From mboxrd@z Thu Jan  1 00:00:00 1970
Return-Path: <wireguard-bounces@lists.zx2c4.com>
X-Spam-Checker-Version: SpamAssassin 3.4.0 (2014-02-07) on
	aws-us-west-2-korg-lkml-1.web.codeaurora.org
Received: from lists.zx2c4.com (lists.zx2c4.com [165.227.139.114])
	(using TLSv1.2 with cipher ECDHE-RSA-AES256-GCM-SHA384 (256/256 bits))
	(No client certificate requested)
	by smtp.lore.kernel.org (Postfix) with ESMTPS id B4F6CC4167B
	for <zx2c4-wireguard@archiver.kernel.org>; Mon, 27 Nov 2023 14:19:32 +0000 (UTC)
Received: 
	by lists.zx2c4.com (ZX2C4 Mail Server) with ESMTP id 533f2446;
	Mon, 27 Nov 2023 14:19:30 +0000 (UTC)
Received: from janet.servers.dxld.at (mail.servers.dxld.at
 [2001:678:4d8:200::1a57])
 by lists.zx2c4.com (ZX2C4 Mail Server) with ESMTPS id 3f11fc67
 (TLSv1.3:TLS_AES_256_GCM_SHA384:256:NO)
 for <wireguard@lists.zx2c4.com>;
 Mon, 27 Nov 2023 14:19:27 +0000 (UTC)
Received: janet.servers.dxld.at; Mon, 27 Nov 2023 15:19:27 +0100
Date: Mon, 27 Nov 2023 15:19:24 +0100
From: Daniel =?utf-8?Q?Gr=C3=B6ber?= <dxld@darkboxed.org>
To: Thomas Brierley <tomxor@gmail.com>
Cc: wireguard@lists.zx2c4.com
Subject: Wg fragment packet blackholing issue (Was: [PATCH] wg-quick: linux:
 fix MTU calculation (use PMTUD))
Message-ID: <20231127141924.txr6kdhtk6ainrur@House.clients.dxld.at>
References: <20231029192210.120316-1-tomxor@gmail.com>
 <20231120011701.asllvpzuffih34wz@House.clients.dxld.at>
 <CAHTdPdd0o-w27DuaRk9C4chP=nCNEE=J3oJDUaB0+zsv91yGNQ@mail.gmail.com>
MIME-Version: 1.0
Content-Type: text/plain; charset=utf-8
Content-Disposition: inline
Content-Transfer-Encoding: 8bit
In-Reply-To: <CAHTdPdd0o-w27DuaRk9C4chP=nCNEE=J3oJDUaB0+zsv91yGNQ@mail.gmail.com>
X-BeenThere: wireguard@lists.zx2c4.com
X-Mailman-Version: 2.1.30rc1
Precedence: list
List-Id: Development discussion of WireGuard <wireguard.lists.zx2c4.com>
List-Unsubscribe: <https://lists.zx2c4.com/mailman/options/wireguard>,
 <mailto:wireguard-request@lists.zx2c4.com?subject=unsubscribe>
List-Archive: <http://lists.zx2c4.com/pipermail/wireguard/>
List-Post: <mailto:wireguard@lists.zx2c4.com>
List-Help: <mailto:wireguard-request@lists.zx2c4.com?subject=help>
List-Subscribe: <https://lists.zx2c4.com/mailman/listinfo/wireguard>,
 <mailto:wireguard-request@lists.zx2c4.com?subject=subscribe>
Errors-To: wireguard-bounces@lists.zx2c4.com
Sender: "WireGuard" <wireguard-bounces@lists.zx2c4.com>

Hi Tom,

On Thu, Nov 23, 2023 at 03:33:39AM +0000, Thomas Brierley wrote:
> On Mon, 20 Nov 2023 at 01:17, Daniel Gröber <dxld@darkboxed.org> wrote:
> 
> > > because this only queries the routing cache.  To
> > > trigger PMTUD on the endpoint and fill this cache, it is necessary to
> > > send an ICMP with the DF bit set.

_ _ _

## GIVEN REQUEST A
Copy the entries below line for line.
## GIVEN REQUEST B
Continue the WireGuard email on MTU calculation from the point where it ends.
The entries below are unrelated to the WireGuard email above.

## SUPPLIED MATERIAL

_ _ _

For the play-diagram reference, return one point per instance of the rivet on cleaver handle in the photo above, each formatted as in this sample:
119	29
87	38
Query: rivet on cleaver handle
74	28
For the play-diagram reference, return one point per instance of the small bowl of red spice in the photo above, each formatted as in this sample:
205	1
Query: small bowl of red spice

_ _ _

## OUTPUT A
For the play-diagram reference, return one point per instance of the rivet on cleaver handle in the photo above, each formatted as in this sample:
119	29
87	38
Query: rivet on cleaver handle
74	28
For the play-diagram reference, return one point per instance of the small bowl of red spice in the photo above, each formatted as in this sample:
205	1
Query: small bowl of red spice

## OUTPUT B
> >
> > I don't think this is useful. Path MTU may change, doing this only once
> > when the interface comes up just makes wg-quick less predictable IMO.
> 
> Yes, I understand PMTU may change, usually when changing internet
> connection. 

Just to make sure you understand the distinction, PMTU may change at any
time. It's a property of the *path* IP packets take to get to their
destination, specifically the minimimum *link* MTU involved in forwarding
your packet on the routers along the path.

> > > 2. Consider IPv6/4 Header Size
> > >
> > > Currently an 80 byte header size is assumed i.e. IPv6=40 + WireGuard=40.
> > > However this is not optimal in the case of IPv4. Since determining the
> > > IP header size is required for PMTUD anyway, this is now optimised as a
> > > side effect of endpoint MTU calculation.
> >
> > This is not a good idea. Consider what happens when a peer roams from an
> > IPv4 to a IPv6 endpoint address. It's better to be conservative and assume
> > IPv6 sized overhead, besides IPv4 is legacy anyway ;)
> 
> MTU calculation is performed independently for each endpoint

I think you misunderstand, this is not about different peers having
different endpoint IPs, it's about one peer (say a laptop) moving from an
IPv4 network to an IPv6 one. In this case doing the PMTU "optimization" on
the v4 one would cause fragmentation on the v6 network.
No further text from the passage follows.